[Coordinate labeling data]

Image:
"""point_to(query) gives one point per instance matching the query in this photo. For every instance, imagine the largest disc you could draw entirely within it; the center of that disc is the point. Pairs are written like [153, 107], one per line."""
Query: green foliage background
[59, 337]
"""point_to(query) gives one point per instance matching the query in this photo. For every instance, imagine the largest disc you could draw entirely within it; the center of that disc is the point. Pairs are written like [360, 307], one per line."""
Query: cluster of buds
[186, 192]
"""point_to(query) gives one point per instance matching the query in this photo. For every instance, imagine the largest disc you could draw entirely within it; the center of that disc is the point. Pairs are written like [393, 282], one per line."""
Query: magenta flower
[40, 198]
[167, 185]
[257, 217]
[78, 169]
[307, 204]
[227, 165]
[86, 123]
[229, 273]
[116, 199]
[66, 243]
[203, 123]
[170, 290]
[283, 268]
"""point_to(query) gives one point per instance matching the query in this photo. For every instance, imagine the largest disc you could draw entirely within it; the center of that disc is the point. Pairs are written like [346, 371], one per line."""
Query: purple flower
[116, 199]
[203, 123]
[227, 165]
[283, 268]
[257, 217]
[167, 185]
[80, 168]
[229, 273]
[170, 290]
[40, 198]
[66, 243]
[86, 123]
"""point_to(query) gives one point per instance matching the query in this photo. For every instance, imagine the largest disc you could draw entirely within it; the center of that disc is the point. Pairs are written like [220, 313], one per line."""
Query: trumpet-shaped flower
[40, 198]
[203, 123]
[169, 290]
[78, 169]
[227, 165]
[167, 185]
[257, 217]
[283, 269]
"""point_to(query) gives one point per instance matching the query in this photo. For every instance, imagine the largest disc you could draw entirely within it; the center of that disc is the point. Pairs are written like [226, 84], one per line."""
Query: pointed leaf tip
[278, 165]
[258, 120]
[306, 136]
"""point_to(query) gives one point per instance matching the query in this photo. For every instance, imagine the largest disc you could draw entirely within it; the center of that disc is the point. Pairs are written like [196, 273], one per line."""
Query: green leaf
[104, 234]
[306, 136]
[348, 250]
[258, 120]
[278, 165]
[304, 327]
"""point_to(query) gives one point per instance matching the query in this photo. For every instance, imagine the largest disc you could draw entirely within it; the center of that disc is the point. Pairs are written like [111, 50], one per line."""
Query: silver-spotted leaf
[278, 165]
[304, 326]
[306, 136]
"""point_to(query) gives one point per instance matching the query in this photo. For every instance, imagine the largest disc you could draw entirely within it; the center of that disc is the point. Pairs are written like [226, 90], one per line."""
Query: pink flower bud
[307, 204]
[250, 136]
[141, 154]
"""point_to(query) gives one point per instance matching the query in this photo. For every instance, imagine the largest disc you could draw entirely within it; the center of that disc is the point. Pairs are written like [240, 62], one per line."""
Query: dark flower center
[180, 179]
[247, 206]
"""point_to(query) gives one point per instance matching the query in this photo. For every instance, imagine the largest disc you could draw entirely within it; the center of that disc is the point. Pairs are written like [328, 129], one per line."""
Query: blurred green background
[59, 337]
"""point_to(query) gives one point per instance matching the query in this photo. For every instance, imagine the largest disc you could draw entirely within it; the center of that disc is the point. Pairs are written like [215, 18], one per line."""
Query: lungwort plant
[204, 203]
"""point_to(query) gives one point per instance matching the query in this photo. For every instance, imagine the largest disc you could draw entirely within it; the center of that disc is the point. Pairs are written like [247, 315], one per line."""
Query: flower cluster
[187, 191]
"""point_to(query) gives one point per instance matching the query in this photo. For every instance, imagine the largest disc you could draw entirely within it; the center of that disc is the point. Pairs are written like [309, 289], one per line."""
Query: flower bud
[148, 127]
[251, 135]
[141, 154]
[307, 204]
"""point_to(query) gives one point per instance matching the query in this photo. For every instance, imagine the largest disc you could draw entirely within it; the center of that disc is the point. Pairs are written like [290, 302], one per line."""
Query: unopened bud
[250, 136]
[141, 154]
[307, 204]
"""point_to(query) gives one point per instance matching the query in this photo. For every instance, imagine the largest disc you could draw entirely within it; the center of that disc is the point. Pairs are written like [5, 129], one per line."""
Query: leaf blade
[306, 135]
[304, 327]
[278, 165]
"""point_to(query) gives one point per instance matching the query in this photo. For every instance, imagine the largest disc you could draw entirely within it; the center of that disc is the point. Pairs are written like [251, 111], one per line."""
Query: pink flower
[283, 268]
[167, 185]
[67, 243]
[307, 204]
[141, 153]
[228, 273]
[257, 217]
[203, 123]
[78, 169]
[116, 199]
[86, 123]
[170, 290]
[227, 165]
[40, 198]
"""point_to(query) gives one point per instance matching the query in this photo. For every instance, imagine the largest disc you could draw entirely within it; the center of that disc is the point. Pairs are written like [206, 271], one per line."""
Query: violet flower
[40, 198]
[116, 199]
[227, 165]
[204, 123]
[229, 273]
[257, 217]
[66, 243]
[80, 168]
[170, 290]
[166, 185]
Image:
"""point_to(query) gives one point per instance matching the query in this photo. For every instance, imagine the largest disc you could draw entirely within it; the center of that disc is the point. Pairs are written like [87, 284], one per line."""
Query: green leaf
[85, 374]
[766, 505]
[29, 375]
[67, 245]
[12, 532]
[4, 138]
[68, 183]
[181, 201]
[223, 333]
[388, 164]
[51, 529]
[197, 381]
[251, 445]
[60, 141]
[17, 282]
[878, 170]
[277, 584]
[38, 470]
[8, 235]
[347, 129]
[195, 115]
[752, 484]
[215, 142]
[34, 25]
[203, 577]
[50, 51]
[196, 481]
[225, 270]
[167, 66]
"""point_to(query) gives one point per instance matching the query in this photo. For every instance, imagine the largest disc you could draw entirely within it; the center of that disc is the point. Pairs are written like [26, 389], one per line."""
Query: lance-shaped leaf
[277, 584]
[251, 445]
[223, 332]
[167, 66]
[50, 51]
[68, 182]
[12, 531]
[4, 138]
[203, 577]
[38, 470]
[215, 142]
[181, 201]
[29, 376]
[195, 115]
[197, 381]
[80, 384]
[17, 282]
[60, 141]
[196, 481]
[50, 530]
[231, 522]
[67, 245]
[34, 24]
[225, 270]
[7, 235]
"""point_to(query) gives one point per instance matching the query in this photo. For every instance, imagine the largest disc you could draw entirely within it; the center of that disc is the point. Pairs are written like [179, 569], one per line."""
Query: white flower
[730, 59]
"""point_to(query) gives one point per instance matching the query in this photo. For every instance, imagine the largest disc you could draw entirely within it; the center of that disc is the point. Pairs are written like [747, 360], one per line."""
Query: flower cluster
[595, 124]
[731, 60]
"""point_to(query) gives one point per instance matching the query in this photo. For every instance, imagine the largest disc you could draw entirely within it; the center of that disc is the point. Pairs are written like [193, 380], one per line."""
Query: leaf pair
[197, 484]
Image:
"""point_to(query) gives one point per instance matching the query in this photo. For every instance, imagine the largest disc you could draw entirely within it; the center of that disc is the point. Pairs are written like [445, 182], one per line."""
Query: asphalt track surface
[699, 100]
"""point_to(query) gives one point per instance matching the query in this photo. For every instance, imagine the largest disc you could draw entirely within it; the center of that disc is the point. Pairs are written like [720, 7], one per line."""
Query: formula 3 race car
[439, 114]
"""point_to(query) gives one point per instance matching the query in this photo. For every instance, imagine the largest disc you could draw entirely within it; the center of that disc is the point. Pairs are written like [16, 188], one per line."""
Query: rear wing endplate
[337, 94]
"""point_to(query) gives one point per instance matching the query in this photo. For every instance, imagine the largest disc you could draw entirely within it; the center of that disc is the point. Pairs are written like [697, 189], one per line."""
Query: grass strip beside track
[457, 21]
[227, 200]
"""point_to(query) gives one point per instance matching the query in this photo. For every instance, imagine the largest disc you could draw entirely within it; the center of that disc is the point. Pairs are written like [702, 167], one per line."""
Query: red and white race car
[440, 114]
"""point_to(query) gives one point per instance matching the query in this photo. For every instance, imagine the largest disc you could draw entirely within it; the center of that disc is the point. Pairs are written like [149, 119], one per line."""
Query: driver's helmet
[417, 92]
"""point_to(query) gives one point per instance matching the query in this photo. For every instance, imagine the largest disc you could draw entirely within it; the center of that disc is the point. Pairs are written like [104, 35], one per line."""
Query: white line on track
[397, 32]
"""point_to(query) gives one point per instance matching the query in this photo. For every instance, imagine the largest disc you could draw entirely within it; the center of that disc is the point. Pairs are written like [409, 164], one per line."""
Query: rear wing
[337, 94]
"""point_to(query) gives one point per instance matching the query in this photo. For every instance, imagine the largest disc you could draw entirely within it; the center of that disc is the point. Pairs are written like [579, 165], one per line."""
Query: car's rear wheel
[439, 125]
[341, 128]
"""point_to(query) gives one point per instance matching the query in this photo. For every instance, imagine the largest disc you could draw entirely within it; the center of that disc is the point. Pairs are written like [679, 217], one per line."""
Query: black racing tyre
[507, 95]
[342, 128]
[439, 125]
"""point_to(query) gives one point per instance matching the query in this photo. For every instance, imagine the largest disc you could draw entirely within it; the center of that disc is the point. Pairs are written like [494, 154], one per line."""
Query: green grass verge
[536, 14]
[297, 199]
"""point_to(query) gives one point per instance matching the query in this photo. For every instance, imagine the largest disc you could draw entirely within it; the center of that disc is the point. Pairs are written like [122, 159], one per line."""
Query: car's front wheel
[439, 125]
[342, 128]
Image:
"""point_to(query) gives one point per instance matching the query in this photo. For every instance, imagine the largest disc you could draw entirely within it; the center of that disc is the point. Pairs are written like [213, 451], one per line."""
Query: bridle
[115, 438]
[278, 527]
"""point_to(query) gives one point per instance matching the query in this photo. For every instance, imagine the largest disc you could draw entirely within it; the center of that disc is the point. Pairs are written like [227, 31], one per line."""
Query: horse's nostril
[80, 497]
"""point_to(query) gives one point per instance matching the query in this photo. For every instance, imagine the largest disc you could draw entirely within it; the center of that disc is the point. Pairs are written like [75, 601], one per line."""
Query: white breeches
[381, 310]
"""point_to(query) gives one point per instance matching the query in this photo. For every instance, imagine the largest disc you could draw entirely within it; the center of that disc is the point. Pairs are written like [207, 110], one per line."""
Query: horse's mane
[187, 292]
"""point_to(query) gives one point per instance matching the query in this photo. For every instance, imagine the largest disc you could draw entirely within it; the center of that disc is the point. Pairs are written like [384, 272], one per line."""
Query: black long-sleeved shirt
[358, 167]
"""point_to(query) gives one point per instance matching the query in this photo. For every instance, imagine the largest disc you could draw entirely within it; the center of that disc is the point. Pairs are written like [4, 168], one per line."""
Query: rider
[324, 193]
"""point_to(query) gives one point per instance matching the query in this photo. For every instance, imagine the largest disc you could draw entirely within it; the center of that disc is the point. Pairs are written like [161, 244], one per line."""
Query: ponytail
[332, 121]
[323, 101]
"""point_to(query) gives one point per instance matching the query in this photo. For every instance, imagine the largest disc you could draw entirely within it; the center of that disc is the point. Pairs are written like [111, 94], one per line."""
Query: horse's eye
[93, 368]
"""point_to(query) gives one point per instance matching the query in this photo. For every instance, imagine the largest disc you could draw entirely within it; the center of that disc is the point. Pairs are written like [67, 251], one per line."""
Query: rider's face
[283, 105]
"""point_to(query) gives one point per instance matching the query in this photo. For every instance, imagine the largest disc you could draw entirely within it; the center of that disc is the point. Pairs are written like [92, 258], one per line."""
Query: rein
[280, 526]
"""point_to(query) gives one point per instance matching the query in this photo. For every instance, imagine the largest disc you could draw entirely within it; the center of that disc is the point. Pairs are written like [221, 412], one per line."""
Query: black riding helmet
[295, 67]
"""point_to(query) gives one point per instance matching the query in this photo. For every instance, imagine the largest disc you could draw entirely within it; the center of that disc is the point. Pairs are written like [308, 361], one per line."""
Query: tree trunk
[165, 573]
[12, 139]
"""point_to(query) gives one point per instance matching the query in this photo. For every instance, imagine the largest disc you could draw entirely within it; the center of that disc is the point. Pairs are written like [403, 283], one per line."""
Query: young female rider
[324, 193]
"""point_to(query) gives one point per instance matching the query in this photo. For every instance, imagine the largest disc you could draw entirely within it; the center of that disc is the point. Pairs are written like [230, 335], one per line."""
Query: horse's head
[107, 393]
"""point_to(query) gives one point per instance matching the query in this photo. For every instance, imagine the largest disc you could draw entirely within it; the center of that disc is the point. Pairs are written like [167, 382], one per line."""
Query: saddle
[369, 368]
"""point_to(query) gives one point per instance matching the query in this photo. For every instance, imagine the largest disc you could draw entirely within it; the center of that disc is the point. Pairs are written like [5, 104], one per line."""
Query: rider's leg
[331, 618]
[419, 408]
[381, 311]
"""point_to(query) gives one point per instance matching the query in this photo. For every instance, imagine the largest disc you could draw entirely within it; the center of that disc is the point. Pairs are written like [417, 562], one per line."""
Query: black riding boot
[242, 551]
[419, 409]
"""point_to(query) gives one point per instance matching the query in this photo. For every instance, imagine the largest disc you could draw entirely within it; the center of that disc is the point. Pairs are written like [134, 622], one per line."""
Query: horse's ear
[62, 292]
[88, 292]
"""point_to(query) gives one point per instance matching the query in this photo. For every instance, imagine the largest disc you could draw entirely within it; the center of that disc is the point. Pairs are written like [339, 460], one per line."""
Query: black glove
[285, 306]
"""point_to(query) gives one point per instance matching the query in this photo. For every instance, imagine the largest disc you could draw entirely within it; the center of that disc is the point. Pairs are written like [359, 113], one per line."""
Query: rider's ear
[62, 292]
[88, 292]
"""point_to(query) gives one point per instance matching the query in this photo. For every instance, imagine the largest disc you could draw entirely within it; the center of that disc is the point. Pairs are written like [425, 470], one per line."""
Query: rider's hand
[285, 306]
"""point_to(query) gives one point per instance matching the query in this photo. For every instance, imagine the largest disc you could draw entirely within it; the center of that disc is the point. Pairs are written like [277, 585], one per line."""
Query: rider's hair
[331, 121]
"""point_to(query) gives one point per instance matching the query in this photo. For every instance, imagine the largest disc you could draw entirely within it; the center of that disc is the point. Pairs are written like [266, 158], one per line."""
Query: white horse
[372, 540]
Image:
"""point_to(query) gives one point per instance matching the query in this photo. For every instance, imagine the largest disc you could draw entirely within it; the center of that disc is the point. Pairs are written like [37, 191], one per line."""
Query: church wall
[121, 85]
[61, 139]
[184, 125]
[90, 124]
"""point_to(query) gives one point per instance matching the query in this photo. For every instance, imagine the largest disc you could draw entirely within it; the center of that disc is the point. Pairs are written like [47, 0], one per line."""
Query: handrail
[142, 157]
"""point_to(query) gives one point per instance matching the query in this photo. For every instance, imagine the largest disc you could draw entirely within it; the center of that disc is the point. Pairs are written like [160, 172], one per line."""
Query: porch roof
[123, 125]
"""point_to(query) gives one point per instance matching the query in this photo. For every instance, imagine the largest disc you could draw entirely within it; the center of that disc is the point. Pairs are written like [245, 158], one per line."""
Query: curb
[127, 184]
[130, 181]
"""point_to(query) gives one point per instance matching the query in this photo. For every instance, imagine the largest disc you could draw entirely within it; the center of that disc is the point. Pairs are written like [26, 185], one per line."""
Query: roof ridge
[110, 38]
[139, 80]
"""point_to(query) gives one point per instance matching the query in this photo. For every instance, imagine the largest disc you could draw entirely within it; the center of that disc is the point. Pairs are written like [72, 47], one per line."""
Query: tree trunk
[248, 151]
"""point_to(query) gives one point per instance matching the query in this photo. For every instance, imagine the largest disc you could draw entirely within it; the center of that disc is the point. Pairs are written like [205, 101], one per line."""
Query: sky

Stated problem:
Reproduce exactly, with nothing added, the lines from the one that contains "[245, 158], one" to the end of the data.

Response to this exercise:
"""point_to(query) gives one point per instance matching the query in this photo. For every instance, imagine the largest disc you could draw entirely within it; the center of that disc is the point. Pairs are written like [245, 158], one per line."""
Query: curb
[127, 184]
[130, 181]
"""point_to(query) gives one point per instance matching the query in this photo. For every instance, imagine the largest disc you could draw entirely within it; the center of that disc is the point. Pairs are written like [26, 185], one per line."""
Query: roof ridge
[110, 38]
[139, 80]
"""point_to(query) gives one point per instance matching the query in this photo. For every instance, imagine the largest disc you could draw entirely within it; the center of that disc is the point. Pairs are written like [72, 47], one per line."""
Query: tree trunk
[248, 151]
"""point_to(query) gives one point per instance matching the query in this photo. For every instance, imagine the largest disc you could draw entirely within it; the center of that disc is the point. Pairs are written like [205, 101], one per line."""
Query: sky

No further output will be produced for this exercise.